**WHAT NEEDS TO BE DONE:** How many lines in the records below contain the word "every"? Reply with the number alone.

**RECORDS:**
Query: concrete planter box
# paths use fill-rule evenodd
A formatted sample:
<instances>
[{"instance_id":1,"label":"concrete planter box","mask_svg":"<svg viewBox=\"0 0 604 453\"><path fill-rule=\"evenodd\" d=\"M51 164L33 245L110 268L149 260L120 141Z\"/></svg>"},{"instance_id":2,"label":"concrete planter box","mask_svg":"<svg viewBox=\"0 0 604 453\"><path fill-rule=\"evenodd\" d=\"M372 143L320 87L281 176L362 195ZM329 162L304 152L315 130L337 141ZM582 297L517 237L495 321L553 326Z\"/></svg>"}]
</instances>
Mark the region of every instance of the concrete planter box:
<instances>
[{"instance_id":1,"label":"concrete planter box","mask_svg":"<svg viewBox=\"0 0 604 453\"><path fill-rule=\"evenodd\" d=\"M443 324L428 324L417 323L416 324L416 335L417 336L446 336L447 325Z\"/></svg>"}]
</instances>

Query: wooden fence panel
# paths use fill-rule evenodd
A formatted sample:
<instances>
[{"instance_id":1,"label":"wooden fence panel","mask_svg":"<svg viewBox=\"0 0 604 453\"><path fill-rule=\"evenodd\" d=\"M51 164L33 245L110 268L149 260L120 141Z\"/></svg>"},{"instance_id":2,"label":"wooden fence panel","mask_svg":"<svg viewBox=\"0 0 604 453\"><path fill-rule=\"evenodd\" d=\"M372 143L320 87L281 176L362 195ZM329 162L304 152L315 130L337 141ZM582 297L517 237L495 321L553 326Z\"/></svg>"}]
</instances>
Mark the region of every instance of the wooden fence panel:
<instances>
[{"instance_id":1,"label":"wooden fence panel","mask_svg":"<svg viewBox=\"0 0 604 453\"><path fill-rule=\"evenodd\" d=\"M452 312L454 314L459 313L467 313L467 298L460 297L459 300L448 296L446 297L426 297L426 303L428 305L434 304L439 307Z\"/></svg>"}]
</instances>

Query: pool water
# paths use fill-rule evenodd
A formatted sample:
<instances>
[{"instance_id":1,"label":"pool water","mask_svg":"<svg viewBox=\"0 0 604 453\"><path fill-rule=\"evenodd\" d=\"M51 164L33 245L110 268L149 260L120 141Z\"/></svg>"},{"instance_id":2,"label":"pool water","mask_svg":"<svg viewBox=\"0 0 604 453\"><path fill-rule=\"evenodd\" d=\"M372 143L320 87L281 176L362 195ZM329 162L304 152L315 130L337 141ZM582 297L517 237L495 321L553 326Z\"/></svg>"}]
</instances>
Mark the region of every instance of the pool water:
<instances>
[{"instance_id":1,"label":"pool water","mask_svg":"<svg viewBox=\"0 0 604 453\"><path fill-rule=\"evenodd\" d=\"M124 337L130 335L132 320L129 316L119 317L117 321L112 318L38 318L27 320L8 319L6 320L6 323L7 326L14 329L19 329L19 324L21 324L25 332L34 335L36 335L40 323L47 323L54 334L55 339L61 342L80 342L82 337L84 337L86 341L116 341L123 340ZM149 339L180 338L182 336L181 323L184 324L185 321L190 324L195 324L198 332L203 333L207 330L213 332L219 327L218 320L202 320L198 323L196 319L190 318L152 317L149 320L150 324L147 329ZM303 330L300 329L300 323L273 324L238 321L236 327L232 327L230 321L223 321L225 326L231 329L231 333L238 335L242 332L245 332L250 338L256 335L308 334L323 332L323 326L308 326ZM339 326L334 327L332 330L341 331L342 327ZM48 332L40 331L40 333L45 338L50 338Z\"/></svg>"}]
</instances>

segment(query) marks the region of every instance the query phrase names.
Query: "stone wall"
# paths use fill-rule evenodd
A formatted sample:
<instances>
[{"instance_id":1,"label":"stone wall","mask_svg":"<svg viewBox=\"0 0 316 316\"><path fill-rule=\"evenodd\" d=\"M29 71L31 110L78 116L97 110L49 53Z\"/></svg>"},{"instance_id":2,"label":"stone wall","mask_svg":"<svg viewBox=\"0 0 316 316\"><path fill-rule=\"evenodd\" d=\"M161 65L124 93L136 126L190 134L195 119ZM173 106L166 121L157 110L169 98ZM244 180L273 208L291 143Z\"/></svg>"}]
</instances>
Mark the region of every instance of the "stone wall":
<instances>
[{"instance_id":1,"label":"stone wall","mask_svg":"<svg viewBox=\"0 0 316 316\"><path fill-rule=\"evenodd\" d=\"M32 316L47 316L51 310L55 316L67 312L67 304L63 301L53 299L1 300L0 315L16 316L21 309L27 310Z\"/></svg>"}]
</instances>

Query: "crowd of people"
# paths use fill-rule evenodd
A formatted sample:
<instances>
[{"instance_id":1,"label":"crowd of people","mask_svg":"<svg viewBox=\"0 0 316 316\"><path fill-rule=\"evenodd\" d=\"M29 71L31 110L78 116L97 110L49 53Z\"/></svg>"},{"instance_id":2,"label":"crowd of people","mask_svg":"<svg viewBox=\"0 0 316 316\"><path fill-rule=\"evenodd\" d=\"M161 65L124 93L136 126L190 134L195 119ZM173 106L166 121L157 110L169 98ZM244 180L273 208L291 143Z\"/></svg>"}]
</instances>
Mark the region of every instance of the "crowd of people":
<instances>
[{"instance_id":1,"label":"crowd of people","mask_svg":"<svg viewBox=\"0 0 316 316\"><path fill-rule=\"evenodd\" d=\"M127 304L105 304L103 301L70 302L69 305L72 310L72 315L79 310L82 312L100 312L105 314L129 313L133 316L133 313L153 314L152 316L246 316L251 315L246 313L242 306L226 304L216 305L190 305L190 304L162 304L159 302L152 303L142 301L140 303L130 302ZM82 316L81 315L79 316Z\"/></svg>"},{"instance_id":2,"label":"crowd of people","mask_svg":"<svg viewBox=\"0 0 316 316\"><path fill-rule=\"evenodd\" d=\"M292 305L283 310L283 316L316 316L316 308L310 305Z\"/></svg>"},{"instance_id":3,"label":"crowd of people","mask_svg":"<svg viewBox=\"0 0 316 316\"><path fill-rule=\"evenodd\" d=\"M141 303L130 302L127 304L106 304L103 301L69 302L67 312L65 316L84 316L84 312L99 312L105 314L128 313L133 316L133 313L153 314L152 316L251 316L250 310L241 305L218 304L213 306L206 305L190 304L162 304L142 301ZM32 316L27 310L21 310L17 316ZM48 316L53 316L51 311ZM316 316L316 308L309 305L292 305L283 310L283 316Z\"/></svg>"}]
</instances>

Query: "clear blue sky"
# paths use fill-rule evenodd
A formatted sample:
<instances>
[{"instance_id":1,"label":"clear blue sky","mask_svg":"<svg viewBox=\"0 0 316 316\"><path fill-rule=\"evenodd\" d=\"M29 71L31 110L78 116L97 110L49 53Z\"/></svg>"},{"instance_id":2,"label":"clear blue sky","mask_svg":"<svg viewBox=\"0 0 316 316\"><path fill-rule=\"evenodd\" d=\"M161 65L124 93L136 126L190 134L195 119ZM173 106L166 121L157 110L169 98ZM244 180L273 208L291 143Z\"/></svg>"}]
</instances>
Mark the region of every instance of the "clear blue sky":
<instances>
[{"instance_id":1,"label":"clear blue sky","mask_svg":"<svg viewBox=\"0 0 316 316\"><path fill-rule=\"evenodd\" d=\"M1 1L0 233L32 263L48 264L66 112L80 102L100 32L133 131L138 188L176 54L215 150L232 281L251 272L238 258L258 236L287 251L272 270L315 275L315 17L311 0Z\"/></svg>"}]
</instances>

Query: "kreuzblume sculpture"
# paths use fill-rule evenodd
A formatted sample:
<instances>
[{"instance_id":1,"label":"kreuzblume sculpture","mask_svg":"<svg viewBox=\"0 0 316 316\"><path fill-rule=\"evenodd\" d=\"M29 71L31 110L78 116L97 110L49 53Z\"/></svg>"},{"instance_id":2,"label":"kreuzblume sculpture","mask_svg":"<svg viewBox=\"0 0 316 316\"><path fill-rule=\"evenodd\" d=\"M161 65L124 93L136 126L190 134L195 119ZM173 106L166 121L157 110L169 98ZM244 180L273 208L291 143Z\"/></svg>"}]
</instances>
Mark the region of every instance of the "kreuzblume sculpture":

**TASK SOLUTION:** 8